* Problem:
Could you repeat the data below word for word, starting at the line that contains "Where can you find the red" and ending at the line that contains "Where can you find the distant", with both of those lines included?

* Data:
_ _ _

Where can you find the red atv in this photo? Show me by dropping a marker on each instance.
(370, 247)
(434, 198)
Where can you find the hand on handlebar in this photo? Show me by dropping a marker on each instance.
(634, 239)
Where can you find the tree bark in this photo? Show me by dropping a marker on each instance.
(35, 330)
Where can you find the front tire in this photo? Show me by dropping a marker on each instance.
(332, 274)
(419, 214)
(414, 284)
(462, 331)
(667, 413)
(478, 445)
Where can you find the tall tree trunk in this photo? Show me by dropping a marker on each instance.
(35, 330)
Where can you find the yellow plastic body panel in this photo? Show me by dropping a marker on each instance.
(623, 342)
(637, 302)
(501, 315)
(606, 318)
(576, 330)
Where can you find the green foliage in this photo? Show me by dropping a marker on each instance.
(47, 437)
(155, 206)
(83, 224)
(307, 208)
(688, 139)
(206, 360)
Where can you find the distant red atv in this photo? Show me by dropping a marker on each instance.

_ _ _

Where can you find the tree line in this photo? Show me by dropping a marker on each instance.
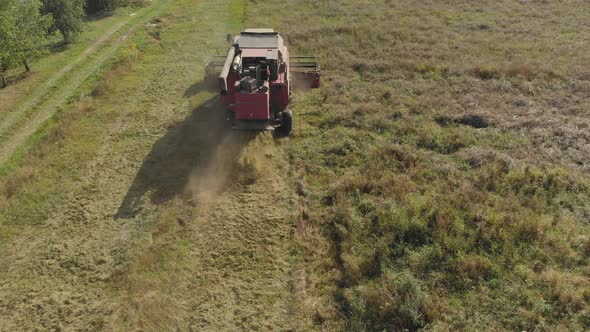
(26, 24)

_ _ _

* Solved problem:
Where can you find the red atv in this photo? Show me by dropping a marker on each instance.
(370, 247)
(434, 198)
Where can you find the hand on handlebar in this photo? Show me by dropping a marker on each instance.
(634, 239)
Where can you find the tree bark in this photo? Show me by dropping a marker on each instance.
(35, 330)
Where can you find the front tire in this photo? Show me by dropping a marker on each instance.
(332, 274)
(419, 214)
(414, 284)
(462, 331)
(667, 413)
(478, 445)
Where can you find the tall tree trunk in this photo? Show me by dropping a marker on each instance.
(35, 330)
Where can you find the yellow plastic body panel in this photo? Show me by dropping a marker on each instance.
(623, 342)
(637, 302)
(501, 315)
(606, 318)
(576, 330)
Where can you find the green foliage in this photo? Show me by dropping a marker on each instance.
(47, 437)
(155, 206)
(83, 224)
(307, 208)
(688, 139)
(206, 360)
Where can you find the distant red atv in this photo? Show me by dropping a marker on each instance.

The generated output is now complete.